═════ AVAILABLE RECORDS ═════
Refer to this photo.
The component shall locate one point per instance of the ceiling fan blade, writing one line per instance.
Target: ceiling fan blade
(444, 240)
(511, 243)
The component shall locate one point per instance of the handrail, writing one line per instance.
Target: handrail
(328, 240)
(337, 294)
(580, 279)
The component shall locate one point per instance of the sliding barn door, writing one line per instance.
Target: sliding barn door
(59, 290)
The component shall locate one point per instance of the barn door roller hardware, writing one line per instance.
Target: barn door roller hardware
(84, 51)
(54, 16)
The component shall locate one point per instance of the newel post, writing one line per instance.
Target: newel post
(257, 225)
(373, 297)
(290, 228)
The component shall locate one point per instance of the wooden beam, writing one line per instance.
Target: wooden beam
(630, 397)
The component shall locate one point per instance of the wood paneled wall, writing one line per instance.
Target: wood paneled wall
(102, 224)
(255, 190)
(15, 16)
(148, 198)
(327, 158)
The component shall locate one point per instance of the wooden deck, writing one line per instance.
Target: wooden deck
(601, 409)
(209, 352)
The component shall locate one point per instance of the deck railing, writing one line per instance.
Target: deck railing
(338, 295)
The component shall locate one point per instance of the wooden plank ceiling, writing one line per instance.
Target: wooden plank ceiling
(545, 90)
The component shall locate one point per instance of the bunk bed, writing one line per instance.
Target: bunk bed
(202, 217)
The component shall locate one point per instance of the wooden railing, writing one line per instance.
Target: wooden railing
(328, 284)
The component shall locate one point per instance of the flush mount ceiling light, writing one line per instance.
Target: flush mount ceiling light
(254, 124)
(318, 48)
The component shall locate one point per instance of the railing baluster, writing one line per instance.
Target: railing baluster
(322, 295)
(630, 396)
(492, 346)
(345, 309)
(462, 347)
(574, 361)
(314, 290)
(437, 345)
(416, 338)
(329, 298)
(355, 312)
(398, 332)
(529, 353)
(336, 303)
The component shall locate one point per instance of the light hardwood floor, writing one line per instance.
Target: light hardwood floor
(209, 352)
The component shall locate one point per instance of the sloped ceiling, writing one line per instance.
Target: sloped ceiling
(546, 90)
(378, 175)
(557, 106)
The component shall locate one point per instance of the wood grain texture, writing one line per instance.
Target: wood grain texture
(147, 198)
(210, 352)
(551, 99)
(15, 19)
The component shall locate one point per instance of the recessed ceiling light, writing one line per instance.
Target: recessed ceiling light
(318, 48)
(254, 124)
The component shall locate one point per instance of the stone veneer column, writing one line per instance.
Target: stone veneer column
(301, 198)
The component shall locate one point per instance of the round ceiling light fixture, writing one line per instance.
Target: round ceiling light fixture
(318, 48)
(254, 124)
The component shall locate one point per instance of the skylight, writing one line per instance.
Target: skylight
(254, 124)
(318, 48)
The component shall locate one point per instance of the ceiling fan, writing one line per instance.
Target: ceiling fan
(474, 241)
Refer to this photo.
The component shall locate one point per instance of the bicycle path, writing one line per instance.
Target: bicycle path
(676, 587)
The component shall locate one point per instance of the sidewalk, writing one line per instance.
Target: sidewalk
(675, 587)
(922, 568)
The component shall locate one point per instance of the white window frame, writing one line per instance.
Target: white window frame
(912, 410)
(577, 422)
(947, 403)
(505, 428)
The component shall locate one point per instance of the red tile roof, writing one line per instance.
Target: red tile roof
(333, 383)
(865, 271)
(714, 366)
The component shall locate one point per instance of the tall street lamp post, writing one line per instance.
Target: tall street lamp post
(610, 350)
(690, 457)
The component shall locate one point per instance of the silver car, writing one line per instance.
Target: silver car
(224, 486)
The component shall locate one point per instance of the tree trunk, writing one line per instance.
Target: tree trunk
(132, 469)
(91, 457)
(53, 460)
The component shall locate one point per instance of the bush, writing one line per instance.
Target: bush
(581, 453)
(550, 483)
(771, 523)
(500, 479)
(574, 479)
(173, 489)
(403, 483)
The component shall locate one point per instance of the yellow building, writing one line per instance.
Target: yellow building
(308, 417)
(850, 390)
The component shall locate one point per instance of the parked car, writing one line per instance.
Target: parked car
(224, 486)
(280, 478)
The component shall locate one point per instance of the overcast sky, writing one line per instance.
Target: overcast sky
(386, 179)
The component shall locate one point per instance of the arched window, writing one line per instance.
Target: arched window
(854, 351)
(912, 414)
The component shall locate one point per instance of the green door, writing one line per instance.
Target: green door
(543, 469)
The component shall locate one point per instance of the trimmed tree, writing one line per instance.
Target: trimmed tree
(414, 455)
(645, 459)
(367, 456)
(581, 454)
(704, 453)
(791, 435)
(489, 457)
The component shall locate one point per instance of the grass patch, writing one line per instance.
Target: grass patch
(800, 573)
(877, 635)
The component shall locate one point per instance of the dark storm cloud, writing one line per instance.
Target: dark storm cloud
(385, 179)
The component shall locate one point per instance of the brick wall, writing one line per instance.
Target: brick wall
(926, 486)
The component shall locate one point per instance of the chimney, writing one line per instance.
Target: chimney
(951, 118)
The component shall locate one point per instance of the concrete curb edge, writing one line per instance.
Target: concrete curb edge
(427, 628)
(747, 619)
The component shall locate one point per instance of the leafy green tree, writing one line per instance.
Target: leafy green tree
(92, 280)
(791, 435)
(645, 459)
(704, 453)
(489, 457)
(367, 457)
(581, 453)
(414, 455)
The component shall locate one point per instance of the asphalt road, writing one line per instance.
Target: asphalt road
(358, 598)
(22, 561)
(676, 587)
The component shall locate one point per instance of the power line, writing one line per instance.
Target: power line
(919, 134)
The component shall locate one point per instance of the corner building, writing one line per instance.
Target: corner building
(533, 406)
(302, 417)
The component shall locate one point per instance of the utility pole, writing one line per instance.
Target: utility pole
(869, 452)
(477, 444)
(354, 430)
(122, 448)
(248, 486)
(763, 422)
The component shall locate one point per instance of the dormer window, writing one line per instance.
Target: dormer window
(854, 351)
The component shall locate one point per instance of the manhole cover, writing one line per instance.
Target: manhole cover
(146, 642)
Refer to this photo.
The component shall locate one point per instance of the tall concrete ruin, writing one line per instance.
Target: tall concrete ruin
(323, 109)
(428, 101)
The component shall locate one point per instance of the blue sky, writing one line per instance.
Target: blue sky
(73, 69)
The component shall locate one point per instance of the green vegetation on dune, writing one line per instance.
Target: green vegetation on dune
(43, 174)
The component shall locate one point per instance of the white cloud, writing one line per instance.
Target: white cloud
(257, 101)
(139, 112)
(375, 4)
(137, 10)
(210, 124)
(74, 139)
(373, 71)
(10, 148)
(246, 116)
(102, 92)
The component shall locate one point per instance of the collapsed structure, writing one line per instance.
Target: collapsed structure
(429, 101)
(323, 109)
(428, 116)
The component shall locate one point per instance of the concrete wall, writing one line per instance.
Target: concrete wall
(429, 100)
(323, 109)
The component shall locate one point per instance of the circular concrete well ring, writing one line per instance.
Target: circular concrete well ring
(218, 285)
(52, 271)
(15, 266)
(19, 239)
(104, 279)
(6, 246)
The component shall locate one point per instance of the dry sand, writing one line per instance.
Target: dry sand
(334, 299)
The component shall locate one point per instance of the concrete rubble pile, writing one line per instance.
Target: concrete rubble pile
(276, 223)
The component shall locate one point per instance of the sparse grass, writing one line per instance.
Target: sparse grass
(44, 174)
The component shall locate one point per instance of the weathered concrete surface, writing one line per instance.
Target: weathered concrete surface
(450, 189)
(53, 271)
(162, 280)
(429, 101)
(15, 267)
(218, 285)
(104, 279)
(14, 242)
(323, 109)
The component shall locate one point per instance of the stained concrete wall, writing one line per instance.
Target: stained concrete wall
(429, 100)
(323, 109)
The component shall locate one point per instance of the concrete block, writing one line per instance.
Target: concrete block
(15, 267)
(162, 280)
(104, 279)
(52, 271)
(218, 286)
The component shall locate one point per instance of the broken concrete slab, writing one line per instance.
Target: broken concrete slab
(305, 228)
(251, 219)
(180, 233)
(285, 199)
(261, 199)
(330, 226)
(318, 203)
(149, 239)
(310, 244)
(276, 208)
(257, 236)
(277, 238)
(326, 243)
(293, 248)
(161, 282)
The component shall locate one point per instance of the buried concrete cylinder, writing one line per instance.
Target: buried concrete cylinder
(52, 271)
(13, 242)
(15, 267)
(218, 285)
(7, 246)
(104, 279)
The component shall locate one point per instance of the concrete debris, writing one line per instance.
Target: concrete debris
═════
• _AIM OF THE EXERCISE_:
Going through the entries above, count the lines that include "debris" and state only the result.

• _RESULT OF THE EXERCISE_:
2